Set task:
Repeat the records below word for word, but start at the line that contains "fence, one point per instance.", stop after the last line, and include nothing else.

Start of Records for the exercise

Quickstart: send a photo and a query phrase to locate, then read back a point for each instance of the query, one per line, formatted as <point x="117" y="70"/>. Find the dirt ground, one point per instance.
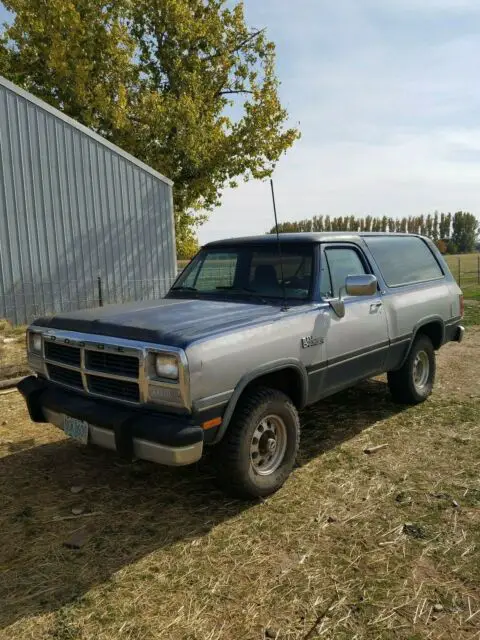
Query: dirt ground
<point x="354" y="546"/>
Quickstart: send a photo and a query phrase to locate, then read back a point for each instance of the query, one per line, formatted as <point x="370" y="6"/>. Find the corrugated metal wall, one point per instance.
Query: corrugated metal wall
<point x="74" y="207"/>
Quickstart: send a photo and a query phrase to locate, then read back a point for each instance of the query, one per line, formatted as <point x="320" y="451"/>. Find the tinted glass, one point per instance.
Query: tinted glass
<point x="216" y="270"/>
<point x="297" y="272"/>
<point x="251" y="270"/>
<point x="404" y="260"/>
<point x="340" y="263"/>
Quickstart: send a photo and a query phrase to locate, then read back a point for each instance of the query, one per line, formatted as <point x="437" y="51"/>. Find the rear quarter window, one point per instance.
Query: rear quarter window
<point x="404" y="260"/>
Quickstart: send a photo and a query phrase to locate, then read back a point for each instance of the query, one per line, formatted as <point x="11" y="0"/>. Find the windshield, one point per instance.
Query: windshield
<point x="250" y="270"/>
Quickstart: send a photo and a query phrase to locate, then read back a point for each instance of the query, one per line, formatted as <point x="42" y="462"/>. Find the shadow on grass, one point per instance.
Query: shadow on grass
<point x="137" y="509"/>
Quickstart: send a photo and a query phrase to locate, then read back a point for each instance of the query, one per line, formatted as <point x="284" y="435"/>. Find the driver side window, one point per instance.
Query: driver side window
<point x="337" y="264"/>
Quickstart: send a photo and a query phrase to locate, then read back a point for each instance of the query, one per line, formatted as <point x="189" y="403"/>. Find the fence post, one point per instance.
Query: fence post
<point x="100" y="295"/>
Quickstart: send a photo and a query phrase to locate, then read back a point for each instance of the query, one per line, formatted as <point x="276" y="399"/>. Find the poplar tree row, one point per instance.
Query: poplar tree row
<point x="455" y="233"/>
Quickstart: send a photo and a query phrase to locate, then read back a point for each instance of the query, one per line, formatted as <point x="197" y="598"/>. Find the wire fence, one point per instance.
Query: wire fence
<point x="466" y="269"/>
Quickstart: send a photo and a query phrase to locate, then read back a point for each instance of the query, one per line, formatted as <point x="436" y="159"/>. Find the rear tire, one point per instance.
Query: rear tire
<point x="413" y="383"/>
<point x="259" y="448"/>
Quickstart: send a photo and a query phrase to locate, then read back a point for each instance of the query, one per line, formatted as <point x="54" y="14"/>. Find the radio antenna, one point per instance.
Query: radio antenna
<point x="285" y="306"/>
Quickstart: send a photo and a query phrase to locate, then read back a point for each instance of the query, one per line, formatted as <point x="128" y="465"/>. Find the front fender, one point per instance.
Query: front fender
<point x="251" y="376"/>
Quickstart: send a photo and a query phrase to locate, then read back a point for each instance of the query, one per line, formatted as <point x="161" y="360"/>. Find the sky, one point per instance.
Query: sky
<point x="387" y="97"/>
<point x="386" y="94"/>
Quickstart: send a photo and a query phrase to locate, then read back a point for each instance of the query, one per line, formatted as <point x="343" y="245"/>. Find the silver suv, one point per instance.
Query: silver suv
<point x="251" y="332"/>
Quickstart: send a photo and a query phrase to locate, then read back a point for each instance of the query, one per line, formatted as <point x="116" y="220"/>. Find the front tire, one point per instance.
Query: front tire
<point x="259" y="448"/>
<point x="413" y="383"/>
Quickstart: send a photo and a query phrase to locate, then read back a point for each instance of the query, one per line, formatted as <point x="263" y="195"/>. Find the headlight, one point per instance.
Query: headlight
<point x="166" y="367"/>
<point x="36" y="342"/>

End of Records for the exercise

Problem solution:
Quickstart: send a photo and a query phrase to locate, then read back a point for each instance of the query, one per line, formatted as <point x="197" y="598"/>. Find the wire fence, one point per instance.
Query: wire fence
<point x="466" y="269"/>
Quickstart: send a photo and a query phrase to locate, then read back a point for each instance of the query, one per line, formatted as <point x="436" y="159"/>. Find the rear tire, one point per instance.
Query: rear tire
<point x="413" y="383"/>
<point x="259" y="448"/>
Quickstart: send a photo and a query phrase to locate, then read back a point for each instance of the query, one per line, formatted as <point x="54" y="14"/>. Find the radio antenna, one point per instance.
Query: radio antenna
<point x="285" y="306"/>
Quickstart: send a photo and a query phrase to locate, then read back a point for each instance of the query, one per line, formatted as <point x="128" y="465"/>. Find the front fender, one point per instance.
Query: front fender
<point x="251" y="376"/>
Quickstart: send a photo and a query phrase to locate, then read back a point for each instance of the query, one per line, formatted as <point x="161" y="360"/>. Find the sky, one point per instance.
Query: sky
<point x="387" y="97"/>
<point x="386" y="94"/>
Quickstart: send a photo and a query phrase to locate, then read back a point for each instance of the query, one per line, formatted as <point x="343" y="245"/>. Find the silver suv, one point per instance.
Query: silver suv
<point x="251" y="332"/>
Quickstart: send a photo and a query phrase to locate, then read back a point for each instance of the query, one per line, formatted as <point x="116" y="220"/>. Find the front tire, one point per instance.
Query: front tire
<point x="259" y="448"/>
<point x="413" y="383"/>
Quickstart: send a photo and a query phrase to locate, then read back a point for each instance of the query, one per line, formatted as <point x="263" y="195"/>. Find the headlight, one point per instance.
Query: headlight
<point x="166" y="367"/>
<point x="36" y="342"/>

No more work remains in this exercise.